● Task directions
Could you show each line of the records that contains the word "below"?

Saved entries
____________
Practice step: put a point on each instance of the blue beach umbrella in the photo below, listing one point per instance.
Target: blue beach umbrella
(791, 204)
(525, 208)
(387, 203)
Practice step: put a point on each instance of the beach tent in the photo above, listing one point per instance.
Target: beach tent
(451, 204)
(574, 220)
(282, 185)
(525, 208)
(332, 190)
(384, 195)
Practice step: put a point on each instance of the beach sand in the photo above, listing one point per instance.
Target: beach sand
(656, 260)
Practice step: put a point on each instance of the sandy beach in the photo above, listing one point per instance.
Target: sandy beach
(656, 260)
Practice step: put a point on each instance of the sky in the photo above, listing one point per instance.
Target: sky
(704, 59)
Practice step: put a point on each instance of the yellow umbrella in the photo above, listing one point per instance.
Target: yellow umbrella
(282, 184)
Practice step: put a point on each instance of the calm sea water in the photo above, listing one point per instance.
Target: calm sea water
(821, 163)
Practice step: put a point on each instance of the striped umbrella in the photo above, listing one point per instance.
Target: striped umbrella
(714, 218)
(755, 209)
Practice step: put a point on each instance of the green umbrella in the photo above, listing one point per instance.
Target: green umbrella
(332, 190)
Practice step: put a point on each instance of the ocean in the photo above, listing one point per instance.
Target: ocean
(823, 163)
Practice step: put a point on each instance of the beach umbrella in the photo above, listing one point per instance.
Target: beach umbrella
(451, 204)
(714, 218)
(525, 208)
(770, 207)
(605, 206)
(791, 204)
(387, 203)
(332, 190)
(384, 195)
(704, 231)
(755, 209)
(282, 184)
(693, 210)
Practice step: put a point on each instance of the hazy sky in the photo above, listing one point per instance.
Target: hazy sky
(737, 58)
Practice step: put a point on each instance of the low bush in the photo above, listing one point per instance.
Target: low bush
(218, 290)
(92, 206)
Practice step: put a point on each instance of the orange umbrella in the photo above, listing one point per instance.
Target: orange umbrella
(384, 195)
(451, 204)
____________
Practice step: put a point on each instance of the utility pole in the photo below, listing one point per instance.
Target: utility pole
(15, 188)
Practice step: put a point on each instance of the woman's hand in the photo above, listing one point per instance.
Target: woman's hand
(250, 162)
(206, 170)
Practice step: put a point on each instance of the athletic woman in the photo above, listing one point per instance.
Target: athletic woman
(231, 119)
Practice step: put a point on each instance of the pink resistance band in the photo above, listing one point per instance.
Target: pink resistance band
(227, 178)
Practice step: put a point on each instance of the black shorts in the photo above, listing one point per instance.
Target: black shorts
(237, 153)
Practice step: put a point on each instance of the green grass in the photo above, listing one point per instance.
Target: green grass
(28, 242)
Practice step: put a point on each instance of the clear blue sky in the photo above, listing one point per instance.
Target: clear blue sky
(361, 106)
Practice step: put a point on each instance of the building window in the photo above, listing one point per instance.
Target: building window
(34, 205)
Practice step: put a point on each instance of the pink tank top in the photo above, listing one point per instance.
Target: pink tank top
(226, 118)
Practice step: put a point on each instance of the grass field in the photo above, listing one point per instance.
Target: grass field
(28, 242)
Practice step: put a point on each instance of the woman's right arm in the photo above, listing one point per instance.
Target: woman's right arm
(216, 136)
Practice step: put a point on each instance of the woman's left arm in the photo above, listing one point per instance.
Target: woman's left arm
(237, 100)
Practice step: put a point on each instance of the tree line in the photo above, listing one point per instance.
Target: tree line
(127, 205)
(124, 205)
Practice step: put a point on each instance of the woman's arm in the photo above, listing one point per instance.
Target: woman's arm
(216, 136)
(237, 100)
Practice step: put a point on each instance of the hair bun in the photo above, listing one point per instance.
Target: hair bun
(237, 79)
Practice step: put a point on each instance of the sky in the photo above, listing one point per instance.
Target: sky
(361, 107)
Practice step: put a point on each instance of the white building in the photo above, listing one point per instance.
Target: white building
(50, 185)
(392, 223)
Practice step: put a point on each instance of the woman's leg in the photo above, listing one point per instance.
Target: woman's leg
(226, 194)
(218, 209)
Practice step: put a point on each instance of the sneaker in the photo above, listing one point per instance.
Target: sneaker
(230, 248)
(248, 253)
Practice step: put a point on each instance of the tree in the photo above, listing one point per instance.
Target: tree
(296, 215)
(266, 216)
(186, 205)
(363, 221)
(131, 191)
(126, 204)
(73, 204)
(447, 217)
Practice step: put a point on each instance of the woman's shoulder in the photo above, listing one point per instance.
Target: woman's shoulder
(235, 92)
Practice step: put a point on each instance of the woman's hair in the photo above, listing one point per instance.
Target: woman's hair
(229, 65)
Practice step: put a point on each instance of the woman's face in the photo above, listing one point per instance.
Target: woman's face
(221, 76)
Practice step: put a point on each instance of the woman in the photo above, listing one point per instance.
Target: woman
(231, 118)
____________
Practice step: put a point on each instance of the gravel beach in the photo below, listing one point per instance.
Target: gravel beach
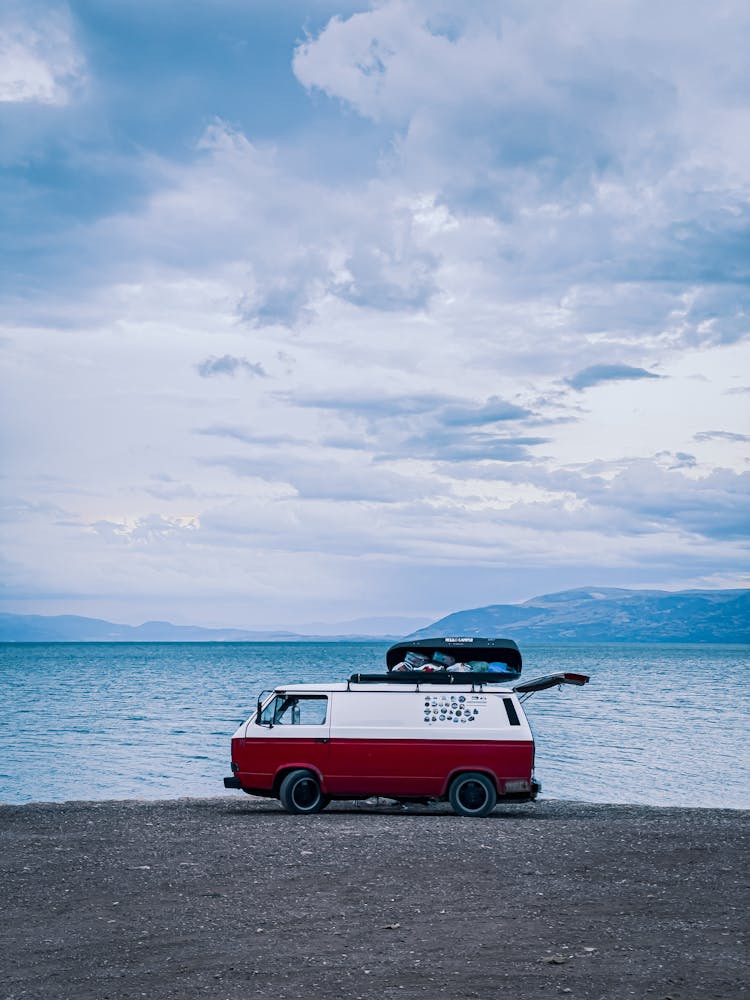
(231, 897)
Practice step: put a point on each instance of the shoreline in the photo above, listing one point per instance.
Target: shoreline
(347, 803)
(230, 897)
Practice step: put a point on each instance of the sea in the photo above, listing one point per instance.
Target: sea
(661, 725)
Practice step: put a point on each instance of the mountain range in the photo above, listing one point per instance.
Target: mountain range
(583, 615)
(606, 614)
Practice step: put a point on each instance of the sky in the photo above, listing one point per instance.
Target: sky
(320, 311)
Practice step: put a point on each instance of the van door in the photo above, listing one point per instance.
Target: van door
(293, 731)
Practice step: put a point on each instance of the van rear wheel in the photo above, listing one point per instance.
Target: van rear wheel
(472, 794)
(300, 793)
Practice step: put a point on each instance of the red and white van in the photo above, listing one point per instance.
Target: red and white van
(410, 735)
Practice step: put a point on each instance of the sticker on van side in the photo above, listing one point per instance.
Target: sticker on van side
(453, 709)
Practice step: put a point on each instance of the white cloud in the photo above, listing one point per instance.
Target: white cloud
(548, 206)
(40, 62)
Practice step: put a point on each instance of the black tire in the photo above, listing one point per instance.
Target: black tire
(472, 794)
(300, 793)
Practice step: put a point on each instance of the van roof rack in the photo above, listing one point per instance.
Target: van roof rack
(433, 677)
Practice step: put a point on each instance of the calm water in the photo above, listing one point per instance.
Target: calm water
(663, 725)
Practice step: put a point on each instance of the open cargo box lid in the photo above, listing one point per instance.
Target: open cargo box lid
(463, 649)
____________
● Exercise solution
Practice step: put a point on each instance of the blue beach umbrella in the photo below, listing one point per instance.
Practice step: put a point on each instance of the utility pole in the photo below, listing one point per instance.
Practice step: put a point on each instance of the gravel beach in the photo below, listing one point per instance.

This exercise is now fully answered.